▶ Work instructions
1 – In the article about the Redstone Room, when did the River Music Experience in downtown Davenport open?
2 – Copy from the Redstone Room article word for word, starting with "A radical change" and going on through "the Redstone Room.".

▶ Reading text
+===+

FILE: The stage of the Redstone Room is usually occupied in one of the busiest music venues anywhere in the Quad-Cities. (John Schultz/QUAD-CITY TIMES)

John Schultz

The River Music Experience in downtown Davenport opened in June 2004 with its upper floor devoted to the history of music, including a River Wall that gave visitors information, audio and video about a performer with the wave of an electronic wand.

A radical change came five years ago as the River Wall was condensed and in its place came about a not-for-profit nightclub/performance space called the Redstone Room.

"The Redstone Room was the redemption of the RME because we didn't really have a revenue base for live talent besides the performance hall in the very beginning," said Ellis Kell, a longtime area musician who is the programming and education director for the RME. "And with everything we did in Mojo's (the cafe on the first floor of the building), it was hard to charge admission to a public coffeehouse."

The Redstone, he said, gave national, regional and local musicians a place to play for as many as 270 people, along with a state-of-the-art sound and video system.

"Now it's become the cornerstone of RME because we can do anything in there: educational events, private events beside the touring acts," he said. "It's an anchor for us and a revenue base we didn't have before."

Tom Swanson, the RME's general manager, said the Redstone is a better draw than asking the potential audience to revisit a museum concept.

+===+

▶ Entries supplied
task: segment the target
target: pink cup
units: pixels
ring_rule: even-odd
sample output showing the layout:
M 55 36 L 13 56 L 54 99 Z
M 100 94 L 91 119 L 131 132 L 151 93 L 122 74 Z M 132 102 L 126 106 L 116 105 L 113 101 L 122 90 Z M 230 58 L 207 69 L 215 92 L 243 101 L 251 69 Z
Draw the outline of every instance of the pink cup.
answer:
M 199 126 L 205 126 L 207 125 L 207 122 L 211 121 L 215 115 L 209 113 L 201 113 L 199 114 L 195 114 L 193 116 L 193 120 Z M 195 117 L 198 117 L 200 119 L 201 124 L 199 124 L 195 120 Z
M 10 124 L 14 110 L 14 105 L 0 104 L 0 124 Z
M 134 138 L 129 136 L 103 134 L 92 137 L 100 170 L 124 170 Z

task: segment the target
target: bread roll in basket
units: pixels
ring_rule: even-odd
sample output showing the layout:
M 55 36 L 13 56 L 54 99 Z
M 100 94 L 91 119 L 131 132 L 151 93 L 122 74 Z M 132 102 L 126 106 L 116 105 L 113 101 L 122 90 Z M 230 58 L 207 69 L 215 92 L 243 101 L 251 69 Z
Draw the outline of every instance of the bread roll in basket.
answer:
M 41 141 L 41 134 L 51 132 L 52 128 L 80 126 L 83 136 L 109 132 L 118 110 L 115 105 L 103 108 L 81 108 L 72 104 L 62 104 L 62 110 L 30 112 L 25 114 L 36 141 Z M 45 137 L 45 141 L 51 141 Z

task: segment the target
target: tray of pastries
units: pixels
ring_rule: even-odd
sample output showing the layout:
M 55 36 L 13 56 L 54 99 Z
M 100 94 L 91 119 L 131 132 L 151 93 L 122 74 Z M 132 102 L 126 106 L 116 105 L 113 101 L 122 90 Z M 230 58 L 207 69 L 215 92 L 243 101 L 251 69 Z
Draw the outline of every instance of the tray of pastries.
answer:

+===+

▶ Answer list
1 – June 2004

2 –
A radical change came five years ago as the River Wall was condensed and in its place came about a not-for-profit nightclub/performance space called the Redstone Room.